#### Задание 1:
Выпишите без изменений из извлечённого текста всё, начиная с «В галерее Матиаса» и до «слоям упаковочного скотча.» включительно.

Дела у местных творцов идут довольно неплохо, хотя и в другом смысле. Здесь невероятные студии и жилье можно снимать за куда меньшую сумму, чем в Уильямсбурге[11] или на востоке Лондона. Да еще в самом центре города.
В галерее Матиаса мне понравилась инсталляция Томаса Хиршхорна: руки манекенов поддерживают на весу мешанину из книжных томов и инструментов для работы по дому. Оставляет веселое впечатление интеллектуальный призыв: «Вставай, рабочий класс!» Идеализированная революция, символически реализованная на (довольно большом, правда) столе. В другую эпоху я мог бы вообразить эту работу проектом будущего монумента, изготовленным из подручных материалов каким-нибудь старшеклассником: дешевые книжки в бумажных обложках вместо солидных антикварных фолиантов, мелкие отвертки и рулетки вместо здоровенных серпов и молотов. И, разумеется, подобно любому школьному проекту, работа Хиршхорна держится вместе благодаря слоям упаковочного скотча.

#### Данные для упражнения:
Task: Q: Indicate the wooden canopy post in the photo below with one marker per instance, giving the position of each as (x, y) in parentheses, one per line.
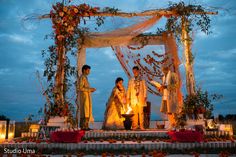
(187, 43)
(60, 76)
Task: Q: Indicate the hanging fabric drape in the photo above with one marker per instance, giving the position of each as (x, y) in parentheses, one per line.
(120, 36)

#### Задание 2:
Воспроизведите ещё раз слово в слово все записи, приведённые выше, не включая в ответ изображения.

#### Полный ответ 1:
В галерее Матиаса мне понравилась инсталляция Томаса Хиршхорна: руки манекенов поддерживают на весу мешанину из книжных томов и инструментов для работы по дому. Оставляет веселое впечатление интеллектуальный призыв: «Вставай, рабочий класс!» Идеализированная революция, символически реализованная на (довольно большом, правда) столе. В другую эпоху я мог бы вообразить эту работу проектом будущего монумента, изготовленным из подручных материалов каким-нибудь старшеклассником: дешевые книжки в бумажных обложках вместо солидных антикварных фолиантов, мелкие отвертки и рулетки вместо здоровенных серпов и молотов. И, разумеется, подобно любому школьному проекту, работа Хиршхорна держится вместе благодаря слоям упаковочного скотча.

#### Полный ответ 2:
Task: Q: Indicate the wooden canopy post in the photo below with one marker per instance, giving the position of each as (x, y) in parentheses, one per line.
(187, 43)
(60, 76)
Task: Q: Indicate the hanging fabric drape in the photo above with one marker per instance, giving the position of each as (x, y) in parentheses, one per line.
(120, 36)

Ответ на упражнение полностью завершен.